* _INSTRUCTIONS_
**a.** In the CD38 excerpt, which selective CD38 inhibitor was tested in the ID8 syngeneic mouse model?
**b.** Rewrite the paragraph of the CD38 excerpt that begins "Beyond tumor cells" as a bulleted list that keeps its main facts.
**c.** List every immune checkpoint molecule that the CD38 excerpt names as correlating positively with CD38 expression.

* _PAGE EXCERPT_
· · · · ·
Functional experiments using lentiviral overexpression and knockdown in SKOV3, A2780, CAOV3, and ID8 cell lines revealed that CD38 promotes cell proliferation, colony formation, migration, and invasion in vitro. In vivo, CD38-overexpressing SKOV3 cells showed enhanced peritoneal metastasis in nude mice, and CD38-overexpressing ID8 cells formed larger subcutaneous tumors in immunocompetent C57BL/6 mice. Mechanistically, CD38 activated the PI3K-AKT-mTOR and IL-6-JAK-STAT3 signaling pathways, confirmed by western blot and RT-qPCR. GSEA analyses further enriched these pathways in high-CD38 tumors.
Beyond tumor cells, CD38 was overexpressed in tumor-infiltrating lymphocytes (TILs) and fibroblast-like cells in IHC-stained TMA sections. CIBERSORT immune infiltration analysis of TCGA-OV data showed that high CD38 expression correlated with increased infiltration of immunosuppressive cell types. WGCNA and TIP database analyses revealed that CD38 negatively correlated with steps of the cancer-immunity cycle including T cell priming and tumor cell recognition. Additionally, CD38 expression correlated positively with multiple immune checkpoint molecules including PD-L1, CTLA-4, LAG-3, and TIM-3, and TIDE algorithm analysis predicted poorer response to immune checkpoint blockade in high-CD38 tumors. Single-cell RNA sequencing data confirmed that cancer-associated fibroblasts (CAFs) in the EOC TME are a major CD38-expressing population, with high CD38 in the stromal compartment enhancing IL-6-driven signaling between iCAFs and tumor cells.
The therapeutic potential of CD38 inhibition was tested using Compound 78c, a selective CD38 inhibitor, administered intraperitoneally in the ID8 syngeneic mouse model. Treatment significantly reduced tumor volume and weight compared to controls. Flow cytometry revealed decreased infiltration of CD4+ and CD8+ T cells in tumors and reduced CD38 surface expression on T cells, alongside decreased PD-L1 expression—suggesting the inhibitor can simultaneously suppress tumor growth and remodel the immunosuppressive TME. These findings position CD38 as a compelling dual-target in EOC: acting both as a direct tumor driver and as an immunosuppressive TME architect.
Key Findings
- CD38 is significantly overexpressed in EOC tumor cells, TILs, and fibroblasts, correlating with advanced disease stage.
- CD38 drives EOC proliferation and metastasis via PI3K-AKT-mTOR and IL-6-JAK-STAT3 pathway activation.
· · · · ·
* _DATA EXTRACT_
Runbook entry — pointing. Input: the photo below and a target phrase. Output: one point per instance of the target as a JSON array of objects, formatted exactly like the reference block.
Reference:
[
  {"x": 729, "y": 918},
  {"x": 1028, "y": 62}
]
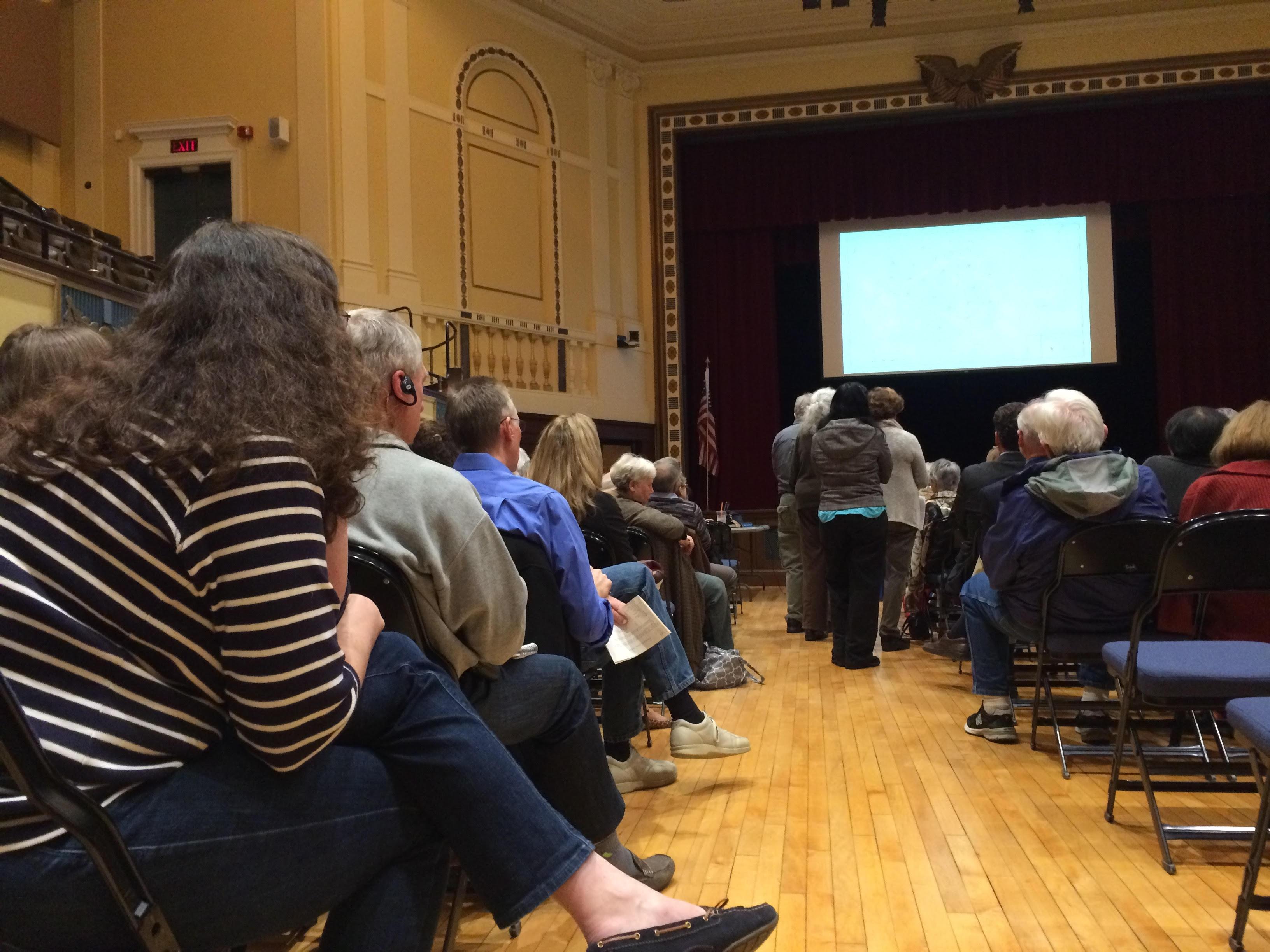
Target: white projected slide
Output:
[{"x": 1019, "y": 289}]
· · · · ·
* _ANSWER LIST_
**a.** Compound 78c.

**b.**
- IHC-stained TMA sections showed CD38 overexpressed in tumor-infiltrating lymphocytes (TILs) and fibroblast-like cells.
- In TCGA-OV data, CIBERSORT analysis linked high CD38 expression to greater infiltration of immunosuppressive cell types.
- WGCNA and TIP database analyses found CD38 negatively correlated with cancer-immunity cycle steps, including T cell priming and tumor cell recognition.
- CD38 correlated positively with immune checkpoint molecules, including PD-L1, CTLA-4, LAG-3, and TIM-3.
- TIDE analysis predicted poorer response to immune checkpoint blockade in high-CD38 tumors.
- Single-cell RNA sequencing showed that cancer-associated fibroblasts (CAFs) are a major CD38-expressing population in the EOC TME.
- High stromal CD38 enhanced IL-6-driven signaling between iCAFs and tumor cells.

**c.**
- PD-L1
- CTLA-4
- LAG-3
- TIM-3